Text:
┄┄┄┄┄┄┄┄┄┄┄┄┄┄┄┄┄┄┄┄

Database Connections not being returned to pool [Slick][HikariCP]

Currently on play 2.6 with play-slick 3.0.1 I’ve been running into an issue during load testing where the app is consuming tons of db connections from the pool, but for seemingly no reason - the database is healthy with no slow-queries, the apps are not being overloaded.

As proof of this, when I increase the db connection pool to 340 (our max_connections is 350), I can hit up to 28k rpm on one server. But with a pool of only 100, it almost instantly crashes under the same load with the connections timing out waiting for a connection from the pool. I can confirm that the database transactions are happening rapidly. When I enable hikari connection leak detection, I can see that some connections are taking > 60s to be returned, yet the database is showing nothing over 5 seconds. From everything I’ve read, we should be able to configure this to run with a much smaller pool.

┄┄┄┄┄┄┄┄┄┄┄┄┄┄┄┄┄┄┄┄

Records of labeled points:

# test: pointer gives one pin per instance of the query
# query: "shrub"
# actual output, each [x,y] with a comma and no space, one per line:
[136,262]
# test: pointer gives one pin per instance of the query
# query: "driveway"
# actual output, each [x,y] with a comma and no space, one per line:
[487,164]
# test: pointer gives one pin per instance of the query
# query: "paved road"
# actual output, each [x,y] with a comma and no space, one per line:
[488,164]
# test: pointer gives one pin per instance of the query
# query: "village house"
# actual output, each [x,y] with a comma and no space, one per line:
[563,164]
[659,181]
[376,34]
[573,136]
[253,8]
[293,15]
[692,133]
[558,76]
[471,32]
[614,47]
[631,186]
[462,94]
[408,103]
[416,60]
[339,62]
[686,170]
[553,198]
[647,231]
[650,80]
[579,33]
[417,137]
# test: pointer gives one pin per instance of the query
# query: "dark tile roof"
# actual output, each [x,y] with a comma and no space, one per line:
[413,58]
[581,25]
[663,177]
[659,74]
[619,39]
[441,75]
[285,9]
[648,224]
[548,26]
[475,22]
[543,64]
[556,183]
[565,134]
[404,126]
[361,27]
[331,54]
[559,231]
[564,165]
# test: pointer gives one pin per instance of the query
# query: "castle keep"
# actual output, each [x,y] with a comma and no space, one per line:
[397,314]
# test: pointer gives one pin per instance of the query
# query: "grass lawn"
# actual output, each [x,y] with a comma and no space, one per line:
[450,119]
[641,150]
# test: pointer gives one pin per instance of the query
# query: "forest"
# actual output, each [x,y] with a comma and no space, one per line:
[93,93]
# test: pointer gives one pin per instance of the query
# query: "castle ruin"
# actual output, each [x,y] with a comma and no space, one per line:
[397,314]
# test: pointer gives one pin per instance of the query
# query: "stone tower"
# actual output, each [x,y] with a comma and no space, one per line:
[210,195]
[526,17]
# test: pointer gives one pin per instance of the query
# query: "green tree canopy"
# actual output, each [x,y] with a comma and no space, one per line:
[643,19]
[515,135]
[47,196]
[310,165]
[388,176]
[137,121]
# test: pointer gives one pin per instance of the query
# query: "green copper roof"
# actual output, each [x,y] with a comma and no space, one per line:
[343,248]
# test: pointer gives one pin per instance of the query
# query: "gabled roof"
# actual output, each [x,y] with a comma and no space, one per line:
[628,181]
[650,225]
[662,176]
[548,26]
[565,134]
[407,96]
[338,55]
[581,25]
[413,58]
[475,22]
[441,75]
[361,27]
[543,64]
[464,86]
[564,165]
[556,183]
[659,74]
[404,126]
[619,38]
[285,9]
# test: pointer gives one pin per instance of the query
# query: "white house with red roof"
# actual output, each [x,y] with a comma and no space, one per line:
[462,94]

┄┄┄┄┄┄┄┄┄┄┄┄┄┄┄┄┄┄┄┄

Written tasks:
a) Repeat the forum post word for word between "As proof of" and "much smaller pool.", inclusive.
b) According to the forum post, what is the database's max_connections value?

Solutions to each task:
a)
As proof of this, when I increase the db connection pool to 340 (our max_connections is 350), I can hit up to 28k rpm on one server. But with a pool of only 100, it almost instantly crashes under the same load with the connections timing out waiting for a connection from the pool. I can confirm that the database transactions are happening rapidly. When I enable hikari connection leak detection, I can see that some connections are taking > 60s to be returned, yet the database is showing nothing over 5 seconds. From everything I’ve read, we should be able to configure this to run with a much smaller pool.

b) 350